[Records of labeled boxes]

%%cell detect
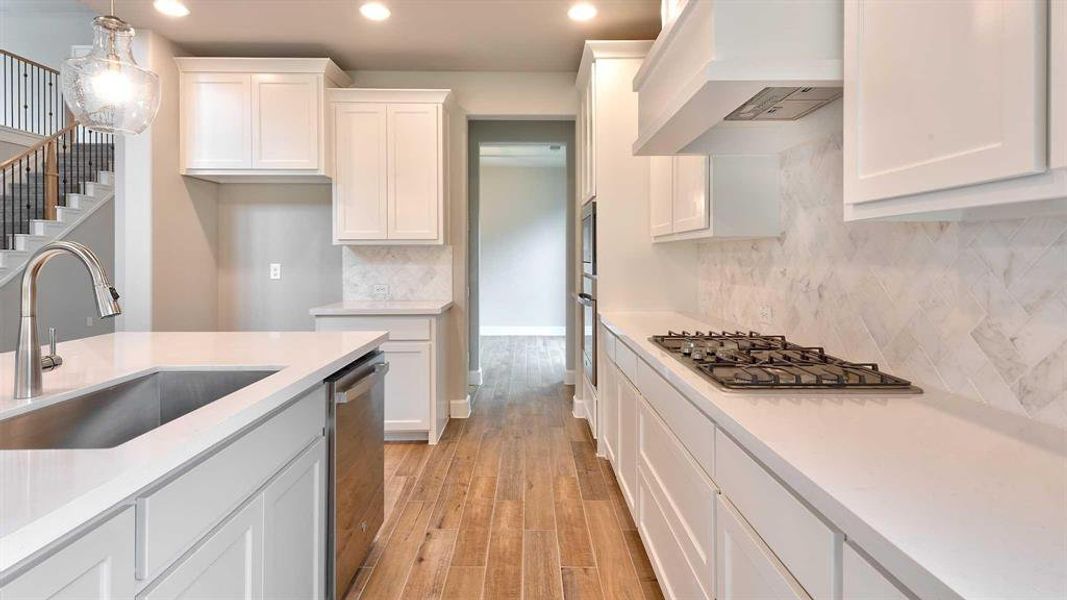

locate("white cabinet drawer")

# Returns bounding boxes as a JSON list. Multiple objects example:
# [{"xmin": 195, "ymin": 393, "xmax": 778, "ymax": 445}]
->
[
  {"xmin": 315, "ymin": 316, "xmax": 431, "ymax": 342},
  {"xmin": 715, "ymin": 430, "xmax": 841, "ymax": 600},
  {"xmin": 638, "ymin": 400, "xmax": 717, "ymax": 597},
  {"xmin": 637, "ymin": 473, "xmax": 714, "ymax": 600},
  {"xmin": 137, "ymin": 385, "xmax": 327, "ymax": 581},
  {"xmin": 715, "ymin": 495, "xmax": 811, "ymax": 600},
  {"xmin": 0, "ymin": 507, "xmax": 136, "ymax": 600},
  {"xmin": 615, "ymin": 340, "xmax": 640, "ymax": 381},
  {"xmin": 634, "ymin": 354, "xmax": 715, "ymax": 478},
  {"xmin": 841, "ymin": 543, "xmax": 908, "ymax": 600}
]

■ Given instruction ■
Report every line of the data that contains the string "list".

■ Task result ■
# Returns bounding boxes as a JSON list. Multiple objects example:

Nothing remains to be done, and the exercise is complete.